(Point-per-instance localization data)

>>>>>

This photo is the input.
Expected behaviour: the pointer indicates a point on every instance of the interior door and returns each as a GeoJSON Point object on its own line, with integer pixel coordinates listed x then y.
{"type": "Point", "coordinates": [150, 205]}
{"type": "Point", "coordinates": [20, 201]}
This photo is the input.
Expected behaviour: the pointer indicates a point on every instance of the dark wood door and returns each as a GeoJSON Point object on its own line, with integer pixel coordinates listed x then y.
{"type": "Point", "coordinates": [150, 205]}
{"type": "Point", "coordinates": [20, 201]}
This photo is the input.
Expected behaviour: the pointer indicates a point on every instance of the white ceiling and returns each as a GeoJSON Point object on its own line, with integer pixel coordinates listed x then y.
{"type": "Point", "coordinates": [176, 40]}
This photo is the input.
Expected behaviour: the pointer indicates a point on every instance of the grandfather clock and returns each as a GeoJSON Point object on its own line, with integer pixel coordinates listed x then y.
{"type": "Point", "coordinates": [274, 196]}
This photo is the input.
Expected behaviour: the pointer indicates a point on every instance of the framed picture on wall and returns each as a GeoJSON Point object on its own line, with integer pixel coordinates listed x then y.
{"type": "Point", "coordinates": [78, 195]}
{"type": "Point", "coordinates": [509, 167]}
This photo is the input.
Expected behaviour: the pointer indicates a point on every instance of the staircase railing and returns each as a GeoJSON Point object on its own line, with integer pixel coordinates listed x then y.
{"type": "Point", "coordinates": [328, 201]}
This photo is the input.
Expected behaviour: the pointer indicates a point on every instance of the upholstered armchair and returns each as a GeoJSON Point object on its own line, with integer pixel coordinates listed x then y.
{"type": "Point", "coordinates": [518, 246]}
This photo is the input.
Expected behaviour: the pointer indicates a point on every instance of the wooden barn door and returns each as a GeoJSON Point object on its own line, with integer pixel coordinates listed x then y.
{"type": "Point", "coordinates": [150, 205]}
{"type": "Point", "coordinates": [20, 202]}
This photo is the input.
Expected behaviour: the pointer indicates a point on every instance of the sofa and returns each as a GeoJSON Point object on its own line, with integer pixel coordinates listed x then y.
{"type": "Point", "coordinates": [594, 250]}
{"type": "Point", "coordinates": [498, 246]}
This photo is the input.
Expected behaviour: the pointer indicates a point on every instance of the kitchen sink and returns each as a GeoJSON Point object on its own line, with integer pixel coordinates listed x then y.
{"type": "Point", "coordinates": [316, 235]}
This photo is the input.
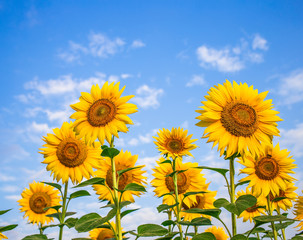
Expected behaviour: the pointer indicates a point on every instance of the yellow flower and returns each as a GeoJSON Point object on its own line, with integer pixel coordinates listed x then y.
{"type": "Point", "coordinates": [35, 199]}
{"type": "Point", "coordinates": [298, 211]}
{"type": "Point", "coordinates": [123, 160]}
{"type": "Point", "coordinates": [67, 156]}
{"type": "Point", "coordinates": [269, 172]}
{"type": "Point", "coordinates": [204, 201]}
{"type": "Point", "coordinates": [218, 232]}
{"type": "Point", "coordinates": [175, 143]}
{"type": "Point", "coordinates": [103, 233]}
{"type": "Point", "coordinates": [189, 181]}
{"type": "Point", "coordinates": [255, 210]}
{"type": "Point", "coordinates": [102, 113]}
{"type": "Point", "coordinates": [237, 118]}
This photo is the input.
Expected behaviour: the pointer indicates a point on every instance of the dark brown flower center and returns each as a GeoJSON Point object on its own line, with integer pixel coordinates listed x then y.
{"type": "Point", "coordinates": [71, 152]}
{"type": "Point", "coordinates": [101, 112]}
{"type": "Point", "coordinates": [239, 119]}
{"type": "Point", "coordinates": [38, 201]}
{"type": "Point", "coordinates": [183, 183]}
{"type": "Point", "coordinates": [124, 179]}
{"type": "Point", "coordinates": [267, 168]}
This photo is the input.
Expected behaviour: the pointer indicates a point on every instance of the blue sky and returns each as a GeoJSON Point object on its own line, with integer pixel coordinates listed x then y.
{"type": "Point", "coordinates": [167, 53]}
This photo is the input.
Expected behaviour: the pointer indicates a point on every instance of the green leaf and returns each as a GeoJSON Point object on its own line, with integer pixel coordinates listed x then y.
{"type": "Point", "coordinates": [110, 152]}
{"type": "Point", "coordinates": [4, 211]}
{"type": "Point", "coordinates": [150, 230]}
{"type": "Point", "coordinates": [128, 169]}
{"type": "Point", "coordinates": [210, 212]}
{"type": "Point", "coordinates": [35, 237]}
{"type": "Point", "coordinates": [91, 181]}
{"type": "Point", "coordinates": [8, 227]}
{"type": "Point", "coordinates": [204, 236]}
{"type": "Point", "coordinates": [55, 185]}
{"type": "Point", "coordinates": [128, 211]}
{"type": "Point", "coordinates": [134, 187]}
{"type": "Point", "coordinates": [80, 193]}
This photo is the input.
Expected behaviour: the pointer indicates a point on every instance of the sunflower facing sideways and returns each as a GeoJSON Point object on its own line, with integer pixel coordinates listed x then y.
{"type": "Point", "coordinates": [269, 172]}
{"type": "Point", "coordinates": [35, 199]}
{"type": "Point", "coordinates": [238, 119]}
{"type": "Point", "coordinates": [191, 180]}
{"type": "Point", "coordinates": [175, 143]}
{"type": "Point", "coordinates": [123, 160]}
{"type": "Point", "coordinates": [67, 156]}
{"type": "Point", "coordinates": [102, 113]}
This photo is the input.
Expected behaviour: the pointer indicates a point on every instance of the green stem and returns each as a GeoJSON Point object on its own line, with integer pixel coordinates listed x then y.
{"type": "Point", "coordinates": [232, 193]}
{"type": "Point", "coordinates": [272, 223]}
{"type": "Point", "coordinates": [64, 208]}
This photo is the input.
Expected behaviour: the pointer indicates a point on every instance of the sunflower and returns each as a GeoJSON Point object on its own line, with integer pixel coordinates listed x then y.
{"type": "Point", "coordinates": [67, 156]}
{"type": "Point", "coordinates": [236, 117]}
{"type": "Point", "coordinates": [203, 201]}
{"type": "Point", "coordinates": [102, 113]}
{"type": "Point", "coordinates": [103, 233]}
{"type": "Point", "coordinates": [255, 210]}
{"type": "Point", "coordinates": [35, 199]}
{"type": "Point", "coordinates": [191, 180]}
{"type": "Point", "coordinates": [218, 232]}
{"type": "Point", "coordinates": [269, 172]}
{"type": "Point", "coordinates": [175, 143]}
{"type": "Point", "coordinates": [123, 160]}
{"type": "Point", "coordinates": [298, 211]}
{"type": "Point", "coordinates": [290, 195]}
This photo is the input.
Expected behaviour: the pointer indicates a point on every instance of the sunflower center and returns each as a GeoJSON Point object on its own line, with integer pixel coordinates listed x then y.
{"type": "Point", "coordinates": [267, 168]}
{"type": "Point", "coordinates": [124, 179]}
{"type": "Point", "coordinates": [39, 201]}
{"type": "Point", "coordinates": [105, 234]}
{"type": "Point", "coordinates": [71, 152]}
{"type": "Point", "coordinates": [239, 119]}
{"type": "Point", "coordinates": [174, 145]}
{"type": "Point", "coordinates": [183, 183]}
{"type": "Point", "coordinates": [101, 112]}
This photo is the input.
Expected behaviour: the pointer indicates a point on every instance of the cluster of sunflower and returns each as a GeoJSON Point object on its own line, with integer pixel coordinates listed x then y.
{"type": "Point", "coordinates": [236, 118]}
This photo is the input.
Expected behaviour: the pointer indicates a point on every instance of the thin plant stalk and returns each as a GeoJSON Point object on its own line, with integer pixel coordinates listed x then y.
{"type": "Point", "coordinates": [64, 208]}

<<<<<

### PROBLEM DETAILS
Exactly reproduce each record, leaving out any pictures.

### RESULT FOR THIS EXERCISE
This photo is the input.
Expected behaviour: the pointer indicates a point on every instance of the interior door and returns each as a GeoJSON Point object on its own line, with integer pixel coordinates listed x then y.
{"type": "Point", "coordinates": [150, 205]}
{"type": "Point", "coordinates": [20, 201]}
This photo is the input.
Expected behaviour: the pointer indicates a point on every instance of the dark wood door and returns each as a GeoJSON Point object on its own line, with integer pixel coordinates listed x then y.
{"type": "Point", "coordinates": [150, 205]}
{"type": "Point", "coordinates": [20, 201]}
This photo is the input.
Expected behaviour: the pointer indicates a point on every instance of the white ceiling and returns each as a GeoJSON Point object on its own line, with integer pixel coordinates listed x then y.
{"type": "Point", "coordinates": [176, 40]}
This photo is the input.
Expected behaviour: the pointer indicates a point on every instance of the grandfather clock and returns each as a GeoJSON Point object on its own line, with integer pixel coordinates listed x then y.
{"type": "Point", "coordinates": [274, 196]}
This photo is the input.
Expected behaviour: the pointer indicates a point on every instance of the framed picture on wall and returns each as a GeoJSON Point object on its own line, with integer pixel coordinates listed x then y.
{"type": "Point", "coordinates": [78, 195]}
{"type": "Point", "coordinates": [509, 167]}
This photo is the input.
Expected behaviour: the pointer indicates a point on every instance of the staircase railing and returns each as a GeoJSON Point object on its own line, with integer pixel coordinates listed x then y.
{"type": "Point", "coordinates": [328, 201]}
This photo is the input.
Expected behaviour: the pointer indicates a point on every instance of the upholstered armchair and returns each as a GeoJSON Point object on its own line, with integer pixel coordinates listed x then y.
{"type": "Point", "coordinates": [518, 246]}
This photo is the input.
Expected behaviour: the pointer indicates a point on every instance of the wooden barn door and returns each as a GeoJSON Point object on its own line, with integer pixel coordinates listed x then y.
{"type": "Point", "coordinates": [150, 205]}
{"type": "Point", "coordinates": [20, 202]}
This photo is the input.
Expected behaviour: the pointer indicates a point on every instance of the sofa and returns each as a GeoJSON Point object on its own line, with integer pixel coordinates listed x then y.
{"type": "Point", "coordinates": [594, 250]}
{"type": "Point", "coordinates": [498, 246]}
This photo is the input.
Expected behaviour: the pointer indicates a point on every instance of the kitchen sink and returns each as a GeoJSON Point object on its own line, with integer pixel coordinates listed x then y.
{"type": "Point", "coordinates": [316, 235]}
This photo is the input.
Expected behaviour: the pointer indicates a point on every instance of the yellow flower and returns each as a GeoJSON Point object on its own line, with integer pixel coordinates listed x then y.
{"type": "Point", "coordinates": [35, 199]}
{"type": "Point", "coordinates": [298, 211]}
{"type": "Point", "coordinates": [123, 160]}
{"type": "Point", "coordinates": [67, 156]}
{"type": "Point", "coordinates": [269, 172]}
{"type": "Point", "coordinates": [204, 201]}
{"type": "Point", "coordinates": [218, 232]}
{"type": "Point", "coordinates": [175, 143]}
{"type": "Point", "coordinates": [103, 233]}
{"type": "Point", "coordinates": [189, 181]}
{"type": "Point", "coordinates": [255, 210]}
{"type": "Point", "coordinates": [102, 113]}
{"type": "Point", "coordinates": [237, 118]}
This photo is the input.
Expected behaviour: the pointer indicates a point on every instance of the dark brown flower center and returns each as a GeoJSON Point object on its own line, with integer pixel coordinates listed x then y.
{"type": "Point", "coordinates": [71, 152]}
{"type": "Point", "coordinates": [101, 112]}
{"type": "Point", "coordinates": [239, 119]}
{"type": "Point", "coordinates": [38, 201]}
{"type": "Point", "coordinates": [183, 183]}
{"type": "Point", "coordinates": [124, 179]}
{"type": "Point", "coordinates": [267, 168]}
This photo is the input.
Expected behaviour: the pointer indicates a point on every instance of the blue sky and returns each as a GeoJSON Point object on its own line, with integer pixel coordinates listed x then y.
{"type": "Point", "coordinates": [167, 53]}
This photo is the input.
Expected behaviour: the pointer indicates a point on every instance of the green leaf and returns each as a GeoJSON Point object on its own line, with integer pixel coordinates listed x then y.
{"type": "Point", "coordinates": [110, 152]}
{"type": "Point", "coordinates": [4, 211]}
{"type": "Point", "coordinates": [150, 230]}
{"type": "Point", "coordinates": [128, 169]}
{"type": "Point", "coordinates": [210, 212]}
{"type": "Point", "coordinates": [35, 237]}
{"type": "Point", "coordinates": [91, 181]}
{"type": "Point", "coordinates": [8, 227]}
{"type": "Point", "coordinates": [204, 236]}
{"type": "Point", "coordinates": [55, 185]}
{"type": "Point", "coordinates": [128, 211]}
{"type": "Point", "coordinates": [134, 187]}
{"type": "Point", "coordinates": [80, 193]}
This photo is the input.
Expected behaviour: the pointer indicates a point on every instance of the sunflower facing sideways and returns each as a GeoJSON Point object on its own line, with integer pixel coordinates listed x then y.
{"type": "Point", "coordinates": [269, 172]}
{"type": "Point", "coordinates": [35, 199]}
{"type": "Point", "coordinates": [238, 119]}
{"type": "Point", "coordinates": [191, 180]}
{"type": "Point", "coordinates": [175, 143]}
{"type": "Point", "coordinates": [123, 160]}
{"type": "Point", "coordinates": [67, 156]}
{"type": "Point", "coordinates": [102, 113]}
This photo is the input.
Expected behaviour: the pointer indicates a point on every instance of the green stem and returns each as a GeoJSON Point object on its own line, with integer pixel coordinates listed x then y.
{"type": "Point", "coordinates": [232, 193]}
{"type": "Point", "coordinates": [272, 223]}
{"type": "Point", "coordinates": [64, 208]}
This photo is the input.
Expected behaviour: the pointer indicates a point on every instance of the sunflower and returns each as a GeoJSON Point object on its own line, with integer pixel coordinates listed x then y.
{"type": "Point", "coordinates": [67, 156]}
{"type": "Point", "coordinates": [236, 117]}
{"type": "Point", "coordinates": [203, 201]}
{"type": "Point", "coordinates": [102, 113]}
{"type": "Point", "coordinates": [103, 233]}
{"type": "Point", "coordinates": [255, 210]}
{"type": "Point", "coordinates": [35, 199]}
{"type": "Point", "coordinates": [191, 180]}
{"type": "Point", "coordinates": [218, 232]}
{"type": "Point", "coordinates": [269, 172]}
{"type": "Point", "coordinates": [175, 143]}
{"type": "Point", "coordinates": [123, 160]}
{"type": "Point", "coordinates": [298, 211]}
{"type": "Point", "coordinates": [290, 195]}
This photo is the input.
Expected behaviour: the pointer indicates a point on every instance of the sunflower center and returns each as a GeoJSON Point object on its own line, with integer pixel coordinates listed x then y.
{"type": "Point", "coordinates": [267, 168]}
{"type": "Point", "coordinates": [124, 179]}
{"type": "Point", "coordinates": [39, 201]}
{"type": "Point", "coordinates": [105, 234]}
{"type": "Point", "coordinates": [71, 152]}
{"type": "Point", "coordinates": [239, 119]}
{"type": "Point", "coordinates": [174, 145]}
{"type": "Point", "coordinates": [183, 183]}
{"type": "Point", "coordinates": [101, 112]}
This photo is the input.
Expected behaviour: the pointer indicates a point on every instance of the cluster of sunflower and returns each as a GeoJSON Point object on its own line, with integer pixel coordinates listed x then y.
{"type": "Point", "coordinates": [236, 118]}
This photo is the input.
Expected behaviour: the pointer indicates a point on every instance of the thin plant stalk and returns each as a GeoJSON Point object on its own line, with integer pixel coordinates listed x then y.
{"type": "Point", "coordinates": [64, 208]}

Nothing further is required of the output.